> Work instructions
Print exactly, and only, the lines running from the line containing "skin as a single point per instance." through the end of the records below.

#### Supplied material ####

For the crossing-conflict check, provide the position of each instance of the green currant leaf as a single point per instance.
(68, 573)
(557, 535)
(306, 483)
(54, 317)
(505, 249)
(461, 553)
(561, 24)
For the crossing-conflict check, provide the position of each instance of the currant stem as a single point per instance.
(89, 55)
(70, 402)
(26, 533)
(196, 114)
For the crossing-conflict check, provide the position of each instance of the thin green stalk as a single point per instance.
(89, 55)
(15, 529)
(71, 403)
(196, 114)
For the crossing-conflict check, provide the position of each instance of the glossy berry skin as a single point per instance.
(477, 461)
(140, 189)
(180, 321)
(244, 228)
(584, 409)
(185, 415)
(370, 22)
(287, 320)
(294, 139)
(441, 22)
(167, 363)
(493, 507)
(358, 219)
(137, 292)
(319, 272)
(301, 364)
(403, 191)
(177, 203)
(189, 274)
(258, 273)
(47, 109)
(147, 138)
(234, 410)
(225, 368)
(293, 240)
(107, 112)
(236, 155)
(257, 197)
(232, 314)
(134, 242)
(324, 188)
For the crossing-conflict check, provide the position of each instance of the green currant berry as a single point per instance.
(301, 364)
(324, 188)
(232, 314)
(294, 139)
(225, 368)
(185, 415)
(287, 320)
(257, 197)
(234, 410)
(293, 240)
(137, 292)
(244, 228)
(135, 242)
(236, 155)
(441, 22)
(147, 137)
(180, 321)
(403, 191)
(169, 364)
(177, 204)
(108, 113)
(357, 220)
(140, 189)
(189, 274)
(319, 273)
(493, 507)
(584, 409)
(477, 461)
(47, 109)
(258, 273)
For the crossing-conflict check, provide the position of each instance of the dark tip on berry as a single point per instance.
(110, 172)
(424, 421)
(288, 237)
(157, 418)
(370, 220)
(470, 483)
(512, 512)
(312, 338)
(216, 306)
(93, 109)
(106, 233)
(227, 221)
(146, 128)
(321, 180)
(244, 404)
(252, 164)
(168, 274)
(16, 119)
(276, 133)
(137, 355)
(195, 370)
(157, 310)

####

> Answer section
For the crossing-conflict check, provide the position of each instance of the glossy berry skin as a single point per instance.
(477, 461)
(140, 189)
(180, 321)
(244, 228)
(584, 409)
(185, 415)
(370, 22)
(287, 320)
(294, 139)
(441, 22)
(167, 363)
(493, 507)
(358, 219)
(137, 292)
(319, 272)
(301, 364)
(403, 191)
(177, 203)
(189, 274)
(258, 273)
(47, 109)
(147, 138)
(234, 410)
(225, 368)
(293, 240)
(107, 112)
(236, 155)
(257, 197)
(232, 314)
(134, 242)
(324, 188)
For the crossing-conflict check, provide the position of each instance of the green currant berry as a single point per instance.
(301, 364)
(324, 188)
(232, 314)
(294, 139)
(225, 368)
(185, 415)
(287, 320)
(257, 197)
(234, 410)
(293, 240)
(137, 292)
(244, 228)
(135, 242)
(236, 155)
(441, 22)
(147, 137)
(180, 321)
(403, 191)
(169, 364)
(177, 204)
(108, 113)
(357, 220)
(140, 189)
(189, 274)
(319, 273)
(493, 507)
(584, 409)
(477, 461)
(47, 109)
(258, 273)
For the crossing-conflict check, provide the position of each instance of the dark tip on berry as a single point per instance.
(110, 172)
(424, 421)
(288, 237)
(157, 418)
(370, 220)
(470, 483)
(512, 512)
(312, 338)
(216, 306)
(93, 109)
(106, 233)
(227, 221)
(146, 128)
(321, 180)
(244, 404)
(252, 164)
(168, 274)
(16, 119)
(276, 133)
(137, 355)
(195, 370)
(157, 310)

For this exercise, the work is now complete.